_Your goal:_
Please count the lines below that hold the word "prompts" and give the count without any other text.

_Records to use:_
=== Section Start ===
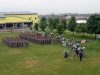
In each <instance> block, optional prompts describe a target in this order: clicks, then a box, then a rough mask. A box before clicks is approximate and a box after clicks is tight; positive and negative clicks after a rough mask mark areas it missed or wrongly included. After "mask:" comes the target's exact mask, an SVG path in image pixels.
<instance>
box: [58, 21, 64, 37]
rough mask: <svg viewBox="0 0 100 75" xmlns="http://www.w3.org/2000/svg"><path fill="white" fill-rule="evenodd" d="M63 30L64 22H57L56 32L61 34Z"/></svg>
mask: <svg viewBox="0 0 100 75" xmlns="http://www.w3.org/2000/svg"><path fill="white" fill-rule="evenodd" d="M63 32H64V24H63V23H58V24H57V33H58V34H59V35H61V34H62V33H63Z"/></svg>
=== Section End ===
=== Section Start ===
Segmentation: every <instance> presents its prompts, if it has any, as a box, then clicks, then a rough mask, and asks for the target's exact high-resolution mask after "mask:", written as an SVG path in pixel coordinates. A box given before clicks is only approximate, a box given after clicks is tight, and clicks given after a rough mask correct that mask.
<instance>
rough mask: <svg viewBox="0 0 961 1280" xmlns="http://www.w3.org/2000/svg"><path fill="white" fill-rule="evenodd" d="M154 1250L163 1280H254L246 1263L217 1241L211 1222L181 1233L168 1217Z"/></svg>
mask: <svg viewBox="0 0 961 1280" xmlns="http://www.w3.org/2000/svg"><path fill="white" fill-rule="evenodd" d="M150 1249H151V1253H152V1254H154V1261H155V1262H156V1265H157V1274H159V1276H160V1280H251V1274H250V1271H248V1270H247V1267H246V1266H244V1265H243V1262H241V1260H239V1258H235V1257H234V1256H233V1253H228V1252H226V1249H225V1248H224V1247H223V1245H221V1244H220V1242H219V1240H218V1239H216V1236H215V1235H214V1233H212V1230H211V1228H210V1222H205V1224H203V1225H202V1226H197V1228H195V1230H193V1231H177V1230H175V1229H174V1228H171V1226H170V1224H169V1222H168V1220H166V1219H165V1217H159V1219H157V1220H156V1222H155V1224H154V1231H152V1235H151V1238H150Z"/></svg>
=== Section End ===
_Solution:_
2